▸ Given problem: Copy the following lines verbatim, from the line with "task: give the mask of every instance of the glitter" up to and including the line with "[[[101,107],[106,116],[120,114],[119,104],[111,99],[104,99]]]".

[begin Information provided]

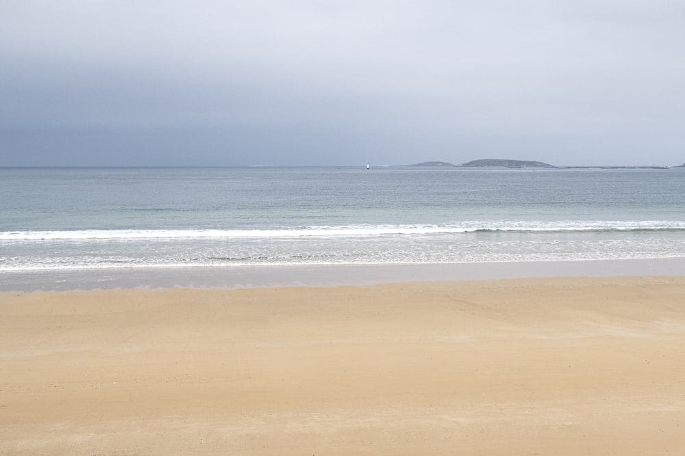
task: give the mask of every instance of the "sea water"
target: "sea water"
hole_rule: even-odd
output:
[[[682,168],[2,168],[0,196],[5,277],[685,258]]]

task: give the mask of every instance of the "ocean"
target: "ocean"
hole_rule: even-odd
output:
[[[685,170],[0,168],[0,278],[685,258]],[[217,271],[219,269],[217,269]]]

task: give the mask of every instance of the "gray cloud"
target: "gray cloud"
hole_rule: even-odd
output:
[[[0,165],[680,164],[684,13],[5,0]]]

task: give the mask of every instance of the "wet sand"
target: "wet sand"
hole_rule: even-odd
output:
[[[0,454],[678,454],[685,277],[0,294]]]

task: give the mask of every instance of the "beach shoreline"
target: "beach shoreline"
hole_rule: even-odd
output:
[[[683,295],[685,275],[3,293],[0,453],[677,452]]]
[[[408,281],[685,276],[685,258],[469,263],[241,265],[53,269],[0,273],[1,291],[136,288],[236,289]]]

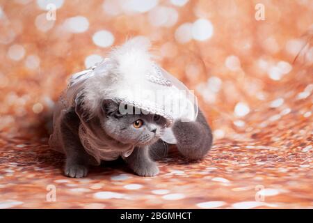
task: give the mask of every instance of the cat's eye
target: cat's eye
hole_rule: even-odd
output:
[[[157,114],[155,114],[153,116],[153,121],[158,121],[160,119],[161,119],[161,116],[157,115]]]
[[[136,128],[139,128],[143,125],[143,121],[141,119],[138,119],[133,123],[133,126]]]

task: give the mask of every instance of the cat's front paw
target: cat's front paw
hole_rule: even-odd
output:
[[[154,162],[147,162],[134,167],[134,171],[142,176],[154,176],[159,174],[159,167]]]
[[[79,178],[87,176],[87,167],[77,164],[66,164],[64,174],[67,176]]]

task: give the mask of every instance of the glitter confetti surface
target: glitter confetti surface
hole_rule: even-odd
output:
[[[0,208],[313,208],[312,36],[310,0],[0,0]],[[194,90],[214,146],[67,178],[54,102],[131,37]]]

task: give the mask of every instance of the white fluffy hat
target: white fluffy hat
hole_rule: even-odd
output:
[[[148,49],[147,41],[135,38],[113,49],[101,63],[73,75],[65,94],[69,105],[74,105],[77,95],[83,92],[90,112],[106,98],[162,116],[168,127],[176,119],[194,121],[197,98],[155,63]]]

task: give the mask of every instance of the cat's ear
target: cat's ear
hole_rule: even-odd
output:
[[[101,107],[106,116],[120,114],[119,104],[111,99],[104,99]]]

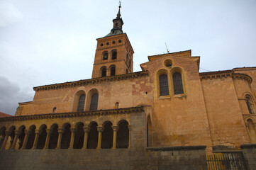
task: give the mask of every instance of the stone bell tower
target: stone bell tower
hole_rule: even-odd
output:
[[[113,28],[105,37],[96,39],[91,78],[111,76],[133,72],[133,50],[126,33],[123,33],[123,22],[121,18],[119,5],[116,18],[113,20]]]

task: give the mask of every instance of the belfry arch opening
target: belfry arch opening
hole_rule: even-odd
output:
[[[45,147],[45,140],[47,137],[47,132],[46,132],[46,125],[43,125],[39,128],[39,137],[38,137],[38,141],[36,148],[42,149]]]
[[[129,128],[126,120],[121,120],[118,124],[116,134],[116,148],[128,148],[129,146]]]
[[[81,149],[83,147],[84,131],[84,123],[78,123],[76,125],[76,132],[74,133],[74,149]]]
[[[147,147],[152,147],[152,124],[150,115],[147,117]]]
[[[101,148],[102,149],[111,149],[113,146],[113,129],[112,123],[107,121],[104,123],[102,140],[101,140]]]
[[[35,125],[30,125],[30,127],[28,128],[29,133],[28,133],[27,144],[26,145],[25,147],[26,149],[31,149],[33,147],[33,144],[34,143],[35,137]]]
[[[25,138],[25,129],[26,127],[24,125],[22,125],[18,128],[18,131],[20,134],[18,137],[18,142],[15,146],[16,147],[18,147],[18,149],[20,149],[22,147],[22,145],[23,144],[23,141]]]
[[[53,124],[50,128],[50,136],[48,149],[55,149],[57,147],[57,143],[59,136],[57,128],[58,125],[57,124]]]
[[[96,122],[92,122],[89,125],[90,130],[88,133],[87,149],[96,149],[98,144],[98,124]]]
[[[69,123],[65,123],[62,126],[63,134],[61,140],[60,149],[68,149],[69,147],[71,137],[70,128],[71,125]]]
[[[73,109],[74,112],[83,111],[84,110],[85,104],[85,91],[79,90],[76,92],[74,96]]]

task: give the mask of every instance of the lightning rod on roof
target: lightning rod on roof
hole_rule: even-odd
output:
[[[165,42],[165,47],[166,47],[166,50],[167,50],[167,53],[169,53],[169,50],[168,50],[167,45],[166,45],[166,42]]]

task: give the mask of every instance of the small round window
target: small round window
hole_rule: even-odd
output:
[[[164,62],[165,67],[170,67],[172,66],[172,61],[169,59],[166,60]]]

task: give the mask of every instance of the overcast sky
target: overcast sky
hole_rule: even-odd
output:
[[[255,0],[121,1],[134,72],[148,55],[192,50],[200,72],[255,67]],[[14,115],[33,86],[90,79],[96,38],[117,0],[0,0],[0,112]]]

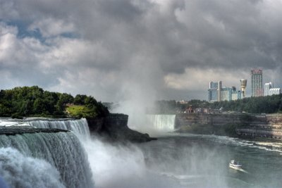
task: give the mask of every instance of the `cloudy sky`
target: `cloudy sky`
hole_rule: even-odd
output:
[[[282,87],[282,1],[0,0],[0,88],[207,99],[250,69]]]

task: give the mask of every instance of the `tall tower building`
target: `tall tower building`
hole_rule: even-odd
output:
[[[271,82],[264,84],[264,96],[270,95],[270,89],[273,88]]]
[[[209,101],[215,102],[221,101],[221,87],[222,87],[221,81],[209,82],[209,89],[208,89]]]
[[[245,97],[246,95],[247,80],[241,79],[240,82],[241,83],[242,97]]]
[[[264,95],[262,89],[262,70],[255,68],[251,70],[252,96],[259,96]]]

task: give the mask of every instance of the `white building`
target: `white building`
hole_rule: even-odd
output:
[[[270,95],[270,89],[273,87],[272,82],[265,83],[264,84],[264,96]]]
[[[269,90],[269,95],[280,94],[281,93],[281,89],[280,88],[271,88]]]

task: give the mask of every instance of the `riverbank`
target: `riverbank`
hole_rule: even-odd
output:
[[[103,118],[87,118],[87,120],[91,134],[99,134],[111,142],[145,142],[155,139],[148,134],[130,130],[128,126],[128,115],[111,113]]]
[[[176,115],[176,129],[178,132],[281,139],[282,115],[182,113]]]

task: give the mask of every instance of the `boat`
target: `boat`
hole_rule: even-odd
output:
[[[235,161],[235,160],[232,160],[230,162],[229,167],[235,170],[242,169],[242,165],[239,164],[238,161]]]

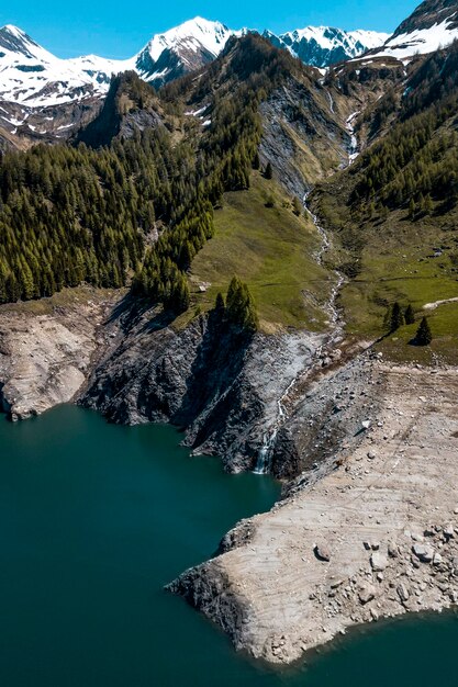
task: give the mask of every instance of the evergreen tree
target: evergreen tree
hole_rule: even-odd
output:
[[[224,296],[223,296],[223,294],[221,293],[221,291],[219,291],[219,292],[217,292],[217,294],[216,294],[216,300],[215,300],[215,304],[214,304],[214,309],[215,309],[217,313],[224,313],[225,307],[226,307],[226,306],[225,306],[225,304],[224,304]]]
[[[259,153],[257,150],[255,151],[255,155],[253,156],[252,167],[253,169],[259,169],[260,167]]]
[[[292,212],[294,213],[294,215],[297,215],[298,217],[300,216],[300,214],[302,213],[302,203],[299,200],[299,198],[297,195],[294,195],[294,199],[292,201]]]
[[[418,325],[418,329],[415,335],[415,344],[417,346],[429,346],[433,340],[433,334],[431,331],[427,317],[422,317],[422,322]]]
[[[401,306],[396,301],[395,303],[393,303],[393,306],[391,308],[390,333],[395,331],[396,329],[402,327],[403,324],[404,324],[404,317],[402,315]]]
[[[238,277],[233,277],[226,296],[227,319],[246,329],[254,331],[258,327],[256,305],[248,286]]]
[[[405,308],[404,319],[406,325],[413,325],[415,322],[415,313],[411,303],[409,303],[407,307]]]
[[[264,176],[266,179],[272,179],[273,170],[272,170],[272,166],[270,165],[270,162],[267,162]]]

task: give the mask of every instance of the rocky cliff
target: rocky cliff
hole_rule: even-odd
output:
[[[322,337],[249,335],[213,312],[176,329],[126,300],[109,324],[112,348],[81,403],[110,421],[170,421],[197,453],[236,472],[255,468],[277,421],[278,399],[308,370]],[[293,471],[282,464],[281,471]]]

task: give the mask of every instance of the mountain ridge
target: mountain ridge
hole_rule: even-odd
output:
[[[327,66],[331,55],[333,61],[355,57],[364,49],[373,47],[376,36],[380,35],[379,44],[387,34],[375,32],[343,32],[327,29],[335,38],[339,49],[329,50],[329,38],[325,32],[316,30],[313,37],[313,66]],[[43,108],[81,100],[87,97],[104,95],[108,91],[112,74],[135,70],[154,87],[196,71],[212,61],[225,47],[231,36],[239,37],[250,32],[248,29],[238,31],[228,29],[221,22],[213,22],[200,16],[189,20],[167,32],[156,34],[133,57],[122,60],[108,59],[98,55],[87,55],[62,59],[56,57],[21,29],[7,24],[0,29],[0,99],[24,106]],[[287,47],[293,55],[306,63],[304,49],[304,32],[313,34],[313,27],[295,30],[301,35],[301,50],[297,54],[291,40],[289,45],[281,36],[265,32],[271,36],[277,47]],[[254,32],[258,33],[258,32]],[[320,33],[325,45],[320,49]],[[359,33],[359,42],[353,34]],[[293,35],[290,32],[288,35]],[[369,36],[365,45],[365,36]],[[287,36],[287,34],[283,34]],[[320,56],[317,55],[320,53]],[[25,60],[25,61],[24,61]],[[329,63],[331,64],[331,63]]]

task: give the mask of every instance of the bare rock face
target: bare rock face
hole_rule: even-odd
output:
[[[215,314],[177,330],[157,311],[129,302],[113,322],[119,345],[96,368],[81,403],[114,423],[170,421],[196,453],[221,455],[232,472],[255,468],[279,397],[320,344],[306,333],[247,335]]]
[[[246,541],[170,587],[255,657],[289,663],[354,624],[458,602],[458,370],[373,365],[379,403],[360,443],[304,472],[244,521]]]
[[[103,345],[100,325],[112,303],[111,293],[82,288],[0,307],[0,401],[11,419],[75,397]]]

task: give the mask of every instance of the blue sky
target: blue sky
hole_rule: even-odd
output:
[[[196,15],[219,20],[232,29],[271,29],[282,32],[308,24],[340,29],[393,31],[418,0],[169,0],[124,2],[109,0],[20,0],[2,2],[0,25],[15,24],[59,57],[96,53],[131,57],[152,34]]]

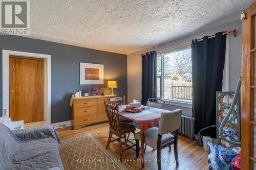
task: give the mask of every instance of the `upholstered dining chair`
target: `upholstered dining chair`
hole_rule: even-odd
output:
[[[157,150],[157,166],[161,169],[161,150],[174,144],[174,155],[176,165],[178,158],[178,130],[181,120],[182,110],[176,109],[161,114],[159,128],[150,128],[144,132],[144,141],[146,144]],[[136,158],[139,157],[140,132],[135,134]]]
[[[163,109],[165,102],[158,98],[150,98],[147,99],[146,105],[147,106]]]
[[[105,111],[108,115],[109,124],[110,125],[109,135],[108,140],[108,143],[106,146],[106,149],[108,149],[111,142],[114,141],[118,141],[119,142],[120,159],[121,161],[122,161],[122,152],[129,149],[131,149],[132,147],[135,146],[135,144],[132,145],[129,145],[126,143],[122,142],[122,138],[123,136],[124,137],[124,140],[126,140],[126,133],[132,132],[134,135],[135,135],[135,130],[136,130],[136,128],[132,124],[127,122],[120,122],[118,104],[115,106],[113,106],[107,104],[106,101],[105,101],[104,103],[105,104]],[[118,136],[118,138],[116,139],[112,137],[113,134]],[[111,140],[112,138],[114,140]],[[122,148],[122,145],[123,144],[126,146],[126,148],[123,149]]]

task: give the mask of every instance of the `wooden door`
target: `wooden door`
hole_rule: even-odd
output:
[[[44,120],[44,60],[9,56],[9,110],[13,121]]]
[[[256,2],[245,10],[242,61],[242,169],[256,168]]]

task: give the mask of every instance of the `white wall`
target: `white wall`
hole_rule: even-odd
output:
[[[167,47],[190,42],[192,39],[200,39],[205,35],[212,35],[221,31],[237,29],[237,37],[229,35],[229,91],[233,91],[237,82],[241,75],[242,60],[242,21],[238,20],[219,27],[208,28],[206,30],[182,38],[167,42],[153,47],[142,50],[127,56],[128,102],[133,99],[141,100],[141,54],[153,50],[160,50]],[[174,110],[174,106],[166,105],[166,109]],[[191,109],[183,108],[183,114],[191,115]]]

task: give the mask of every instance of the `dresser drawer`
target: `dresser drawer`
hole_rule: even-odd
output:
[[[98,105],[99,106],[104,105],[104,101],[106,100],[107,103],[109,103],[109,98],[103,98],[98,99]]]
[[[74,108],[94,106],[97,105],[97,99],[74,100],[73,106]]]
[[[97,116],[97,106],[75,108],[74,108],[74,117],[92,114],[94,114]]]
[[[79,126],[90,124],[98,122],[97,114],[88,115],[86,116],[77,117],[74,118],[74,126]]]

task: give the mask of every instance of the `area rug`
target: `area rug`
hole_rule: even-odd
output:
[[[61,140],[60,156],[65,170],[133,169],[94,134],[88,133]]]

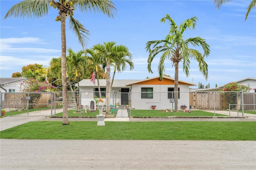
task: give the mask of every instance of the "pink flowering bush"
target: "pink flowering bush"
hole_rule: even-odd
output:
[[[29,107],[28,109],[32,109],[34,107],[34,104],[37,103],[42,95],[40,92],[51,91],[54,89],[54,87],[47,82],[39,82],[37,80],[31,77],[29,81],[23,81],[20,83],[21,91],[24,92],[28,93],[26,97],[30,97],[28,100]]]
[[[231,82],[227,84],[223,87],[224,91],[243,91],[244,92],[246,92],[250,90],[250,87],[242,85],[238,85],[234,82]]]
[[[31,77],[29,81],[23,81],[21,86],[24,92],[40,92],[42,91],[52,91],[54,87],[48,82],[38,82],[37,80]]]

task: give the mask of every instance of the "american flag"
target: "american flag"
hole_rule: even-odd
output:
[[[95,73],[92,73],[90,81],[92,81],[93,84],[95,83]]]

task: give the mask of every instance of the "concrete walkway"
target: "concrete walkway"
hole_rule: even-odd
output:
[[[252,141],[0,139],[1,170],[255,170]]]
[[[69,120],[97,121],[97,118]],[[62,118],[6,117],[0,119],[0,130],[34,121],[62,121]],[[256,118],[116,118],[104,121],[255,121]],[[256,169],[255,141],[1,139],[0,143],[1,170]]]
[[[56,109],[56,113],[62,112],[63,111],[62,109]],[[212,112],[212,111],[208,111],[209,112]],[[228,111],[222,111],[221,114],[228,114]],[[19,126],[30,122],[36,121],[62,121],[62,118],[49,118],[46,115],[51,115],[50,110],[44,110],[42,111],[35,111],[29,113],[29,115],[44,115],[44,116],[15,116],[6,117],[0,119],[0,131],[4,130],[9,128]],[[218,113],[220,113],[220,112]],[[229,113],[228,113],[228,115]],[[27,113],[23,113],[21,115],[25,116],[27,115]],[[97,121],[97,118],[69,118],[70,121]],[[114,118],[105,118],[105,121],[256,121],[256,117],[249,118],[220,118],[218,117],[210,118],[176,118],[175,117],[170,117],[168,118],[132,118],[129,117],[116,117]]]

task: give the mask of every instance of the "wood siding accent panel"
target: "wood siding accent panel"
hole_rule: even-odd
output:
[[[163,79],[159,80],[159,78],[156,78],[132,84],[133,85],[174,85],[174,81],[168,79]],[[188,84],[183,82],[179,82],[179,85],[187,85]]]

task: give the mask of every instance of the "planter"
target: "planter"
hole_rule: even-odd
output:
[[[1,116],[4,116],[5,115],[5,111],[1,111]]]
[[[187,106],[185,105],[182,105],[180,106],[180,109],[182,110],[186,110],[186,109],[187,109]]]

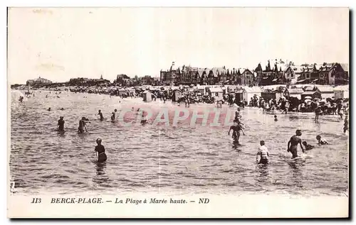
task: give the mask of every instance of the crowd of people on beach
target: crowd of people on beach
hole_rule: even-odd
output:
[[[344,104],[345,103],[345,104]],[[250,104],[251,106],[260,106],[263,109],[263,113],[274,113],[274,110],[281,110],[282,114],[287,114],[288,106],[290,104],[286,98],[280,98],[278,101],[276,102],[276,99],[271,99],[269,101],[265,101],[263,98],[261,97],[259,101],[257,101],[257,98],[251,98],[251,102]],[[348,114],[349,114],[349,105],[347,102],[343,102],[342,100],[337,101],[334,103],[333,107],[330,107],[330,103],[329,102],[327,106],[325,104],[320,104],[318,101],[313,101],[312,107],[315,114],[315,121],[318,121],[318,118],[320,115],[325,115],[328,114],[328,109],[333,109],[333,114],[338,114],[341,119],[342,119],[344,112],[345,114],[345,117],[344,120],[343,125],[343,132],[345,133],[348,131]],[[236,105],[234,105],[236,106]],[[244,104],[242,104],[244,108]],[[219,107],[219,106],[218,106]],[[240,131],[242,132],[243,135],[246,135],[244,131],[244,124],[241,122],[241,116],[240,115],[240,108],[238,108],[235,114],[235,118],[234,120],[234,124],[231,126],[229,130],[228,135],[230,135],[230,131],[232,130],[232,138],[234,139],[234,144],[239,146]],[[277,115],[274,115],[274,121],[278,121]],[[287,151],[292,154],[292,159],[295,159],[298,158],[297,153],[298,146],[300,146],[302,152],[304,153],[305,150],[309,150],[314,148],[314,146],[308,144],[306,141],[302,141],[300,136],[302,136],[301,130],[297,130],[295,131],[295,135],[292,136],[288,143]],[[316,136],[316,140],[318,141],[318,144],[320,146],[328,145],[330,144],[325,139],[323,138],[320,135]],[[268,148],[265,146],[265,141],[260,141],[260,147],[258,148],[258,153],[256,154],[256,160],[258,164],[268,164],[268,156],[269,152]],[[258,159],[259,157],[259,160]]]
[[[61,93],[56,92],[56,94],[59,94]],[[34,94],[33,94],[34,96]],[[46,97],[48,95],[46,95]],[[167,95],[161,94],[159,96],[161,101],[163,101],[165,103],[167,99]],[[23,100],[23,97],[20,97],[19,101],[22,102]],[[180,101],[184,101],[185,103],[185,106],[189,107],[191,103],[191,97],[189,95],[183,96],[182,100]],[[241,119],[242,116],[240,114],[240,111],[241,109],[245,107],[245,104],[241,101],[241,104],[239,106],[237,106],[236,104],[231,105],[231,106],[236,107],[237,110],[235,112],[235,117],[234,119],[234,125],[231,126],[229,130],[228,135],[230,135],[231,131],[232,131],[232,138],[233,138],[233,145],[235,146],[240,146],[239,138],[240,138],[240,133],[242,133],[244,136],[246,135],[245,133],[245,126],[244,124],[242,123]],[[221,108],[222,104],[224,104],[224,101],[216,101],[216,107]],[[301,105],[300,105],[301,104]],[[288,111],[291,109],[291,103],[290,101],[286,99],[286,98],[281,97],[277,101],[276,99],[271,99],[269,100],[264,99],[262,97],[259,99],[256,97],[251,98],[249,104],[251,107],[259,107],[262,108],[262,111],[264,114],[274,114],[276,111],[281,111],[281,114],[287,114]],[[335,101],[334,102],[327,102],[325,104],[320,104],[317,101],[311,101],[310,106],[312,110],[315,112],[315,122],[318,122],[319,119],[320,115],[325,115],[328,114],[338,114],[341,119],[343,118],[343,114],[345,114],[345,117],[344,120],[344,126],[343,126],[343,132],[345,133],[348,131],[348,111],[349,111],[349,106],[347,101],[343,101],[342,100]],[[179,106],[179,103],[178,103],[178,106]],[[133,107],[132,107],[133,108]],[[299,106],[297,107],[297,111],[305,112],[305,107],[303,106],[303,103],[300,103]],[[330,111],[330,109],[331,111]],[[64,110],[63,108],[60,108],[60,110]],[[133,109],[132,109],[133,110]],[[51,111],[51,107],[47,109],[47,111]],[[115,109],[114,111],[111,113],[111,121],[115,121],[116,119],[116,114],[117,113],[117,110]],[[103,121],[104,116],[101,111],[101,110],[98,110],[98,114],[99,116],[99,119],[100,121]],[[143,115],[142,115],[143,116]],[[273,116],[274,121],[278,121],[277,115]],[[85,132],[88,132],[87,124],[90,124],[90,121],[88,118],[83,116],[79,120],[79,125],[78,128],[78,132],[79,133],[83,133]],[[145,124],[145,123],[143,123]],[[60,132],[63,132],[64,131],[64,124],[65,121],[63,116],[60,116],[59,120],[58,121],[57,127],[58,131]],[[292,136],[290,141],[288,143],[288,148],[287,151],[292,154],[292,159],[297,158],[298,157],[297,153],[297,146],[299,145],[300,148],[302,149],[303,153],[305,150],[309,150],[314,148],[314,146],[309,145],[306,143],[306,141],[302,141],[300,136],[302,135],[301,130],[297,130],[295,131],[295,135]],[[325,139],[322,138],[320,135],[316,136],[316,139],[318,141],[318,145],[326,145],[329,144],[328,141]],[[105,162],[107,160],[107,156],[105,155],[105,147],[101,144],[102,140],[100,138],[98,138],[96,140],[96,143],[98,146],[95,147],[95,150],[97,153],[98,161],[98,162]],[[267,164],[268,163],[268,156],[269,152],[267,147],[265,146],[265,141],[260,141],[260,147],[258,148],[258,153],[256,154],[256,160],[258,164]],[[259,160],[258,160],[259,157]]]

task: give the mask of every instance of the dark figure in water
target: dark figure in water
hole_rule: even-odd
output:
[[[290,138],[290,140],[289,140],[288,141],[287,151],[288,153],[292,153],[292,158],[298,157],[298,151],[297,151],[298,144],[300,145],[302,151],[304,153],[304,148],[303,148],[302,145],[302,139],[300,138],[300,136],[302,136],[302,131],[297,130],[295,131],[295,135],[293,136]]]
[[[302,142],[302,144],[304,146],[304,147],[305,147],[305,150],[312,150],[313,148],[314,148],[314,146],[307,143],[306,141]]]
[[[59,118],[58,124],[57,126],[58,126],[59,131],[64,131],[64,120],[63,116],[61,116]]]
[[[104,119],[104,116],[103,116],[103,114],[101,112],[101,110],[99,109],[99,111],[98,112],[98,115],[100,116],[100,121],[103,121]]]
[[[88,119],[85,117],[82,117],[82,119],[79,121],[79,126],[78,127],[78,131],[79,133],[83,133],[84,128],[85,128],[85,131],[88,132],[86,123],[90,123]]]
[[[96,143],[98,146],[95,146],[95,153],[98,153],[98,162],[103,163],[106,161],[107,157],[105,154],[105,148],[101,144],[101,139],[96,139]]]
[[[314,111],[315,113],[315,119],[314,120],[315,121],[318,121],[318,119],[319,119],[319,115],[321,114],[321,108],[319,106],[318,106]]]
[[[328,141],[326,141],[325,139],[322,138],[320,135],[318,135],[316,136],[316,140],[318,140],[318,145],[328,145],[329,144],[329,143]]]
[[[256,160],[258,164],[268,164],[268,149],[265,146],[265,141],[260,141],[260,148],[258,148],[258,150],[257,151],[257,154],[256,155]],[[260,160],[258,160],[258,155],[260,155]]]
[[[228,135],[230,136],[230,131],[232,130],[232,138],[234,138],[234,143],[239,145],[239,139],[240,139],[240,131],[241,128],[239,125],[233,125],[230,126],[230,129],[229,130]]]

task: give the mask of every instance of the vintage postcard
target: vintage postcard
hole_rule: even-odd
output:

[end Information provided]

▸ Solution to this task:
task: give the mask of every instance of the glitter confetti surface
target: glitter confetti surface
hole_rule: even-odd
output:
[[[0,208],[313,208],[312,36],[310,0],[0,0]],[[194,90],[214,146],[67,178],[54,102],[131,37]]]

task: give the mask of every instance of the white fluffy hat
target: white fluffy hat
hole_rule: even-odd
output:
[[[148,49],[147,41],[135,38],[113,49],[101,63],[73,75],[65,94],[69,105],[74,105],[77,95],[83,92],[90,112],[106,98],[162,116],[168,127],[176,119],[194,121],[197,98],[155,63]]]

task: give the mask of every instance of the cat's ear
target: cat's ear
hole_rule: even-odd
output:
[[[101,107],[106,116],[120,114],[119,104],[111,99],[104,99]]]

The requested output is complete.